- _WHAT YOU ARE ASKED TO DO_: Pick up the notebook on symmetrizing edge lists in cuGraph after its final code step and carry it forward.

# Symmetrize

In this notebook, we will use the _symmetrize_ function to create bi-directional edges in an undirected graph

Notebook Credits
* Original Authors: Bradley Rees and James Wyles
* Created:   08/13/2019
* Updated:   10/28/2019

RAPIDS Versions: 0.10.0    

Test Hardware

* GV100 32G, CUDA 10.0


## Introduction
In many cases, an Undirected graph is saved as a single edge between vertex pairs.  That saves a lot of space in the data file.  However, in order to process that data in cuGraph, there needs to be an edge in each direction for undirected.  Converting from a single edge to two edges, one in each direction, is called symmetrization.  

To symmerize an edge list (COO data) use:<br>

**cugraph.symmetrize(source, destination, value)**
* __source__: cudf.Series
* __destination__: cudf.Series
* __value__: cudf.Series


Returns:
* __triplet__: three variables are returned:
    * __source__: cudf.Series
    * __destination__: cudf.Series
    * __value__: cudf.Series


### Test Data
We will be using an undirected unsymmetrized version of the Zachary Karate club dataset.  The result of symmetrization shopuld be a dataset equal to to the version used in the PageRank notebook.

*W. W. Zachary, An information flow model for conflict and fission in small groups, Journal of
Anthropological Research 33, 452-473 (1977).*


![Karate Club](../img/zachary_black_lines.png)


In [1]:
# Import needed libraries
import cugraph
import cudf

In [2]:
# Read the unsymmetrized data  
unsym_data ='../data/karate_undirected.csv'
gdf = cudf.read_csv(unsym_data, names=["src", "dst"], delimiter='\t', dtype=["int32", "int32"] )

- _DATASET SECTION_:
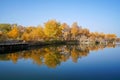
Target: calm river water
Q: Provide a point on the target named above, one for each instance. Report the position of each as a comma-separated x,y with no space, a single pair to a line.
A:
66,62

- _RESPONSE TO THE EXERCISE_:
In [3]:
# load the full symmetrized dataset for comparison
datafile='../data/karate-data.csv'
test_gdf = cudf.read_csv(datafile, names=["src", "dst"], delimiter='\t', dtype=["int32", "int32"] )

In [4]:
print("Unsymmetrized Graph")
print("\tNumber of Vertices: " + str(len(gdf)))
print("Baseline Graph")
print("\tNumber of Vertices: " + str(len(test_gdf)))

Unsymmetrized Graph
	Number of Vertices: 78
Symmetrized Graph
	Number of Vertices: 156


_Since the unsymmetrized graph only has one edge between vertices, that underlying code treats that as a directed graph_

In [5]:
G = cugraph.Graph()
G.add_edge_list(gdf["src"], gdf["dst"])
gdf_page = cugraph.pagerank(G)

In [6]:
# best PR score is
m = gdf_page['pagerank'].max()
df = gdf_page.query('pagerank == @m')
df

Unnamed: 0,vertex,pagerank
34,34,0.255203


### Now Symmetrize the dataset

In [8]:
df = cugraph.symmetrize_df(gdf, 'src', 'dst')

In [9]:
print("Unsymmetrized Graph")
print("\tNumber of Vertices: " + str(len(gdf)))
print("Symmetrized Graph")
print("\tNumber of Vertices: " + str(len(df)))
print("Baseline Graph")
print("\tNumber of Vertices: " + str(len(test_gdf)))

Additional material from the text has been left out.